Records:
+--

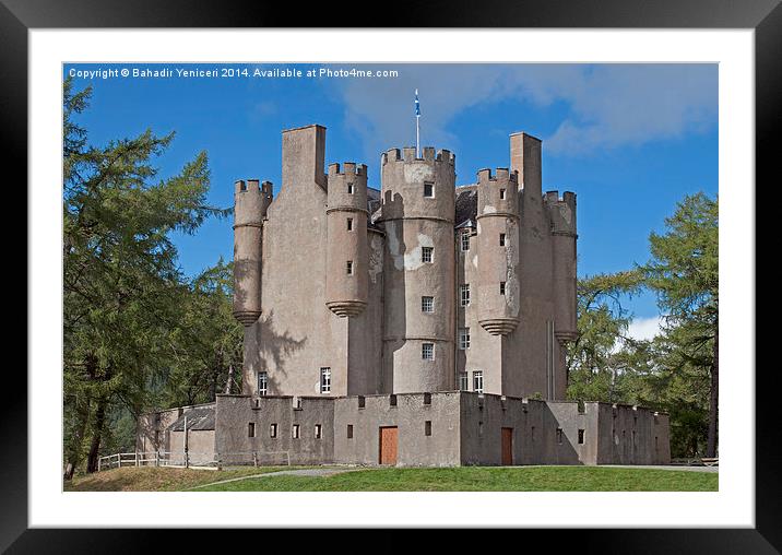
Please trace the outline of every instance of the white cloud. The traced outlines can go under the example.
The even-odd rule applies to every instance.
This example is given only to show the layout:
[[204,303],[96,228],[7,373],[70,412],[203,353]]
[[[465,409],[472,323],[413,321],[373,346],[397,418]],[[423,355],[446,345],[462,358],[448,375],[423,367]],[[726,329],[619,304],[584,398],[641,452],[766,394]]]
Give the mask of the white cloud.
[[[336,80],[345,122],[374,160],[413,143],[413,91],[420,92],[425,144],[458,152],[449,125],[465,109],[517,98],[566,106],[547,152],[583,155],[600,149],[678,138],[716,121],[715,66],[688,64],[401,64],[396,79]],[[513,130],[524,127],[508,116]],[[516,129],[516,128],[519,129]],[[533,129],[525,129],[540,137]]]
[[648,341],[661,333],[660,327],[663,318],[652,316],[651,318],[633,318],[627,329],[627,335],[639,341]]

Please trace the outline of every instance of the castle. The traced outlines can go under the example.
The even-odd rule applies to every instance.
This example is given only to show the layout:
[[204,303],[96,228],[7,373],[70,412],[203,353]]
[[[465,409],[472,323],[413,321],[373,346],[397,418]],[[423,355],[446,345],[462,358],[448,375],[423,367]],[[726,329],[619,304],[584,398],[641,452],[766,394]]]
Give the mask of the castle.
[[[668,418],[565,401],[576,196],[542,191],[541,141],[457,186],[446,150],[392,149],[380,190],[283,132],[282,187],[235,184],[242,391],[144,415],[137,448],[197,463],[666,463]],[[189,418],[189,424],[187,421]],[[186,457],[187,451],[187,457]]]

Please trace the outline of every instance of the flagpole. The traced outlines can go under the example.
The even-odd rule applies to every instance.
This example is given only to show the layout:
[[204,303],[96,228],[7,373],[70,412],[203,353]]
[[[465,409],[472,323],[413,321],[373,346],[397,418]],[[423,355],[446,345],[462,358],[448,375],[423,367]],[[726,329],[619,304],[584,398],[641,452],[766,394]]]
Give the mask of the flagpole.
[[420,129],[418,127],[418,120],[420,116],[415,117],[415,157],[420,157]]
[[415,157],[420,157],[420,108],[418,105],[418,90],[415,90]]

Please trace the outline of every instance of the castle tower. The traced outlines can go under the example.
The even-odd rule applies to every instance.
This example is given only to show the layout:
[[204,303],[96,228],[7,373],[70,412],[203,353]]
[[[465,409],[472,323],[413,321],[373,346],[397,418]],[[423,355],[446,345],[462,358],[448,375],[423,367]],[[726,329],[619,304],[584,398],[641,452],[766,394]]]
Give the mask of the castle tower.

+--

Copy the stretch from the line containing "Please trace the outline of every instance of the flagpole." through the end of the records, changing "even-odd rule" to "nonzero winding rule" and leaving everything else as it is.

SOLUTION FOR THIS TASK:
Please trace the outline of every instance of the flagpole. The traced outlines can go under the example.
The nonzero winding rule applies to every instance.
This example is given only to show the layout:
[[204,303],[96,228],[7,373],[70,412],[203,353]]
[[[465,409],[472,323],[413,321],[373,346],[397,418]],[[423,355],[446,345],[462,358],[448,375],[423,367]],[[726,329],[619,304],[584,398],[641,452],[766,394]]]
Give the mask of the flagpole.
[[420,129],[418,127],[418,120],[420,116],[415,117],[415,157],[420,157]]
[[415,157],[420,157],[420,108],[418,105],[418,90],[415,90]]

Please trace the outline of every instance of the castle tower. The traced outlines can go under the example.
The nonzero winding rule applies to every instance.
This example is given only to show the layout:
[[204,303],[96,228],[7,373],[70,412],[203,353]]
[[[465,409],[472,323],[413,321],[373,346],[397,418]],[[423,355],[446,345],[462,358],[448,375],[423,367]],[[726,329],[619,304],[584,398],[641,452],[766,394]]]
Give the mask of the castle tower.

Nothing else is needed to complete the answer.